→ **TASK DETAILS**: Report the lines of the material that carry the string "When".
*** INFORMATION GIVEN ***
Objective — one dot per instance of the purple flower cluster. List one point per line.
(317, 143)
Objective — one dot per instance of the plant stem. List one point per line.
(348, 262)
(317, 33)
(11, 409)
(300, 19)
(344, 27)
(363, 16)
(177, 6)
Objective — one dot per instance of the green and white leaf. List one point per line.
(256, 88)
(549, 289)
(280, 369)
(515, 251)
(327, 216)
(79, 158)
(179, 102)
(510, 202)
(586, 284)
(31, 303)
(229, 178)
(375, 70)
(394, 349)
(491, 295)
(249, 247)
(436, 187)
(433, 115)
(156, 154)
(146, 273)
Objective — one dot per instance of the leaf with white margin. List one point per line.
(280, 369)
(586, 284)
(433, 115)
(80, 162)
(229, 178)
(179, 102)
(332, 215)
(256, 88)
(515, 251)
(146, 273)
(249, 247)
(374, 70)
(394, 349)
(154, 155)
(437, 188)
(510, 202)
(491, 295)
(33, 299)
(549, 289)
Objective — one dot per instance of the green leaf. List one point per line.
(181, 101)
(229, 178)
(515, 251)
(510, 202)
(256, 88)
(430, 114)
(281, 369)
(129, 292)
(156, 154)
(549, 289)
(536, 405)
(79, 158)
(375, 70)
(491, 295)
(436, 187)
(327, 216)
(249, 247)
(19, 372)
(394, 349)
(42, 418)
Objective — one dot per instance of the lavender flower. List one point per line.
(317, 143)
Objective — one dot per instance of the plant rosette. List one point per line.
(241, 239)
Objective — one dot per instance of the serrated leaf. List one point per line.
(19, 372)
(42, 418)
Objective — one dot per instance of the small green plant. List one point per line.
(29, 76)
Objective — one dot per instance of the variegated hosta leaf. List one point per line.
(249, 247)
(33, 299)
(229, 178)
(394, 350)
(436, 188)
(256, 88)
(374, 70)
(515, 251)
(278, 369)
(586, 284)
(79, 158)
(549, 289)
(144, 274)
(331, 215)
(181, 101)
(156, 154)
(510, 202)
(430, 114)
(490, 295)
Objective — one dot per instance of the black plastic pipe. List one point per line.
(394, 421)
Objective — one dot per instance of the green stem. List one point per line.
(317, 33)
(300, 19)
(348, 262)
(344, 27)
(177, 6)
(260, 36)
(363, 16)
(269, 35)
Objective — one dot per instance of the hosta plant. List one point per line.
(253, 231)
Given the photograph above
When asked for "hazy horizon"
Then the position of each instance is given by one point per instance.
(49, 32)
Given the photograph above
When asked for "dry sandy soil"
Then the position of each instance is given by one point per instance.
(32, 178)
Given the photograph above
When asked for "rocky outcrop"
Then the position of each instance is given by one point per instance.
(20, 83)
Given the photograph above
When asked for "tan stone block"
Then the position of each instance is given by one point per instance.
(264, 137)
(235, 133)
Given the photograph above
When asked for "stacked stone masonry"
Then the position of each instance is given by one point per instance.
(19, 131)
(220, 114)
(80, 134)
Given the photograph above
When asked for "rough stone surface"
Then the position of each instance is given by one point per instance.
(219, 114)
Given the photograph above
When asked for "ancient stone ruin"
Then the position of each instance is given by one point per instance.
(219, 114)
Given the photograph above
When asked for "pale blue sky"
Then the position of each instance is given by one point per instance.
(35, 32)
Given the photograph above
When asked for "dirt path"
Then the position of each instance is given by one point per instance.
*** End of INFORMATION GIVEN ***
→ **ANSWER TO THE EXERCISE**:
When asked for "hazy horizon"
When asked for "dry sandy soil"
When asked for "rocky outcrop"
When asked for "tan stone block"
When asked for "stacked stone masonry"
When asked for "rough stone surface"
When asked for "ancient stone ruin"
When asked for "pale blue sky"
When asked for "dirt path"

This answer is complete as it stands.